* Task instructions *
Exactly reproduce each record listed below.

(Dataset entries)
====

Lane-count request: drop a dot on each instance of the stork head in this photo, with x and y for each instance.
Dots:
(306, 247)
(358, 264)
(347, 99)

====

* Response *
Lane-count request: drop a dot on each instance of the stork head in this photo, with x and y for each instance.
Dots:
(306, 247)
(358, 264)
(347, 99)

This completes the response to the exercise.